* _Written problem_
Edit the material below so that each "pin" becomes "mark", with all other text unchanged. Omit the pictures from your output.

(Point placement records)
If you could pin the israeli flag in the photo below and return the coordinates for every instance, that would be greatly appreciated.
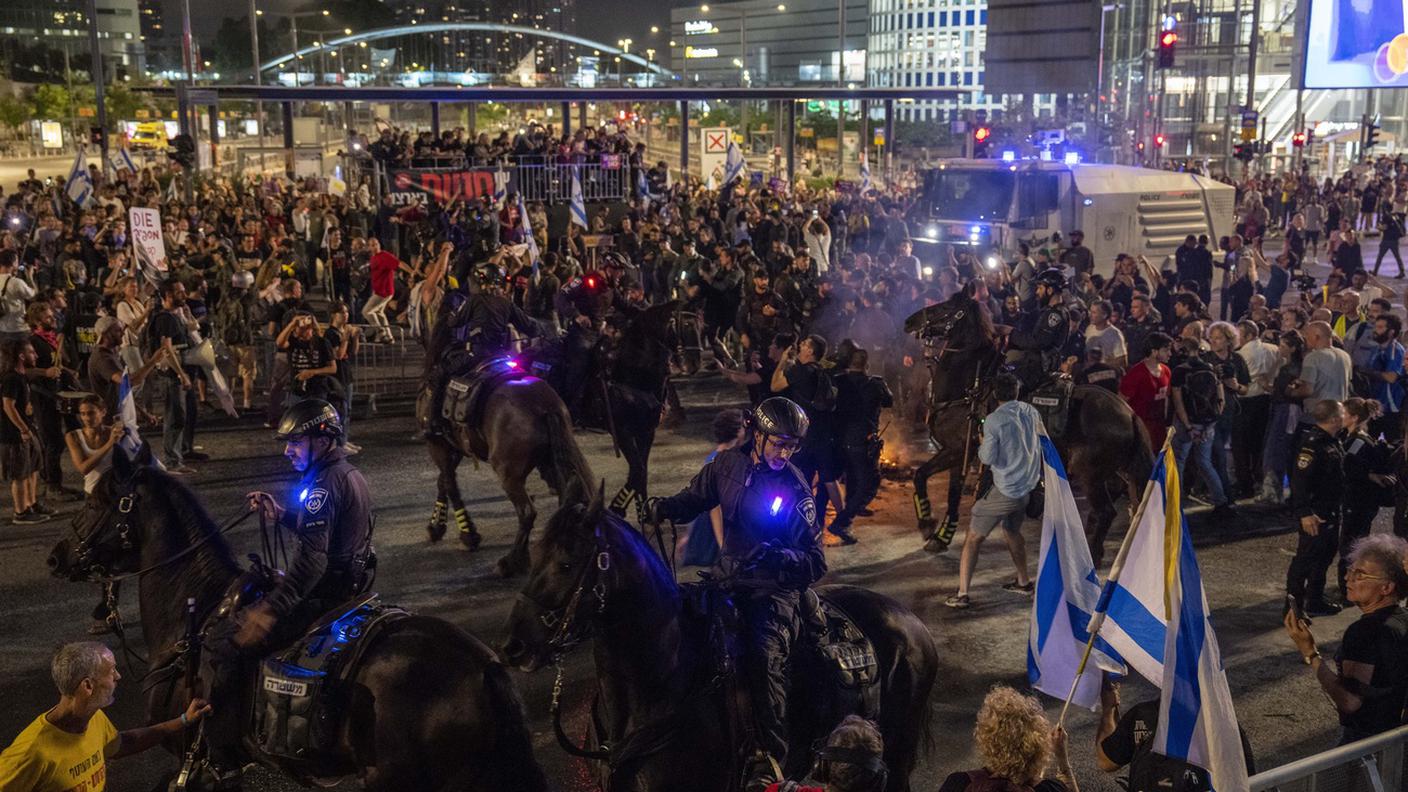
(532, 243)
(80, 185)
(500, 186)
(579, 206)
(734, 164)
(1196, 718)
(127, 413)
(1066, 596)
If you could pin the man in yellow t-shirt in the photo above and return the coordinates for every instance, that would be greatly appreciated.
(66, 749)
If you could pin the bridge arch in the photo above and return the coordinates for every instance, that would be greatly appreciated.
(472, 27)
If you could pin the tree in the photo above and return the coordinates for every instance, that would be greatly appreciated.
(51, 102)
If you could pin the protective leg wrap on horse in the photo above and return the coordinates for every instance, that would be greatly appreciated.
(437, 526)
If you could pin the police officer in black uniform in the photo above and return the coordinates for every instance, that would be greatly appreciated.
(475, 329)
(585, 305)
(1035, 351)
(772, 553)
(1317, 498)
(330, 517)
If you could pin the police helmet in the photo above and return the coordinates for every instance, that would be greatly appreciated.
(1052, 279)
(780, 417)
(311, 417)
(490, 276)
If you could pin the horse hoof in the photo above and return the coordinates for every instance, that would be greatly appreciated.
(934, 544)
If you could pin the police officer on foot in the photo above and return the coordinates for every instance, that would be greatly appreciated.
(1034, 351)
(1317, 489)
(772, 553)
(330, 517)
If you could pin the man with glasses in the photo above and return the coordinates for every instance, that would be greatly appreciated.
(772, 553)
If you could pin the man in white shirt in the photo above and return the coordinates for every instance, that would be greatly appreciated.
(1105, 337)
(14, 291)
(1263, 361)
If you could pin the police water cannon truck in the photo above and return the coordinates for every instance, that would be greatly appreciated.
(990, 206)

* _Reply to the exercise_
If you could mark the israeli flag in the photo below and return the coordinates for every instance, that would be greatly appreciated.
(532, 243)
(80, 185)
(500, 186)
(579, 206)
(734, 164)
(1196, 718)
(127, 413)
(1066, 596)
If you could mark the man in yellow t-shirt in the photo above and return the coordinates for every instance, that would be greatly appreciated.
(66, 749)
If you could mark the bridge arch in the photo above and return the coordinates for every instance, that would be greatly appreciated.
(472, 27)
If you could mark the tree in the photo above and return the coordinates for every instance, that would be greatly appreciated.
(51, 102)
If you could mark the protective leg wrap on horse in the photo above and return the coordinates for every instance, that would be greatly appreciated.
(437, 526)
If you could mark the police officer in black uniform in the photo above and return the coordinates for every instance, that would be greatly appreciated.
(475, 329)
(585, 305)
(1035, 351)
(772, 553)
(1317, 498)
(330, 517)
If you could mark the police helmet in the photo above and return the coordinates for every instance, that would be greatly appreciated.
(1052, 279)
(780, 417)
(311, 417)
(490, 276)
If you could mark the horse hoof in the photo above and return the coordinates for every instance, that would be greatly appreciated.
(934, 544)
If you could mark the police officer on foot in the photo above and return the coordinates for every instance, that would be greatly appreciated.
(1034, 351)
(1317, 489)
(772, 553)
(330, 517)
If you could mark the man with glasses in the photo above and return the coordinates for every instance, that would be greatly appreciated.
(772, 553)
If you could mark the man in white shirt in the photo above and return the coordinates for every instance, that would be greatly appreciated.
(1105, 337)
(14, 291)
(1263, 361)
If you could mark the police water cannon truck in the photo above and return the coordinates for every instance, that would be greatly appreciated.
(990, 206)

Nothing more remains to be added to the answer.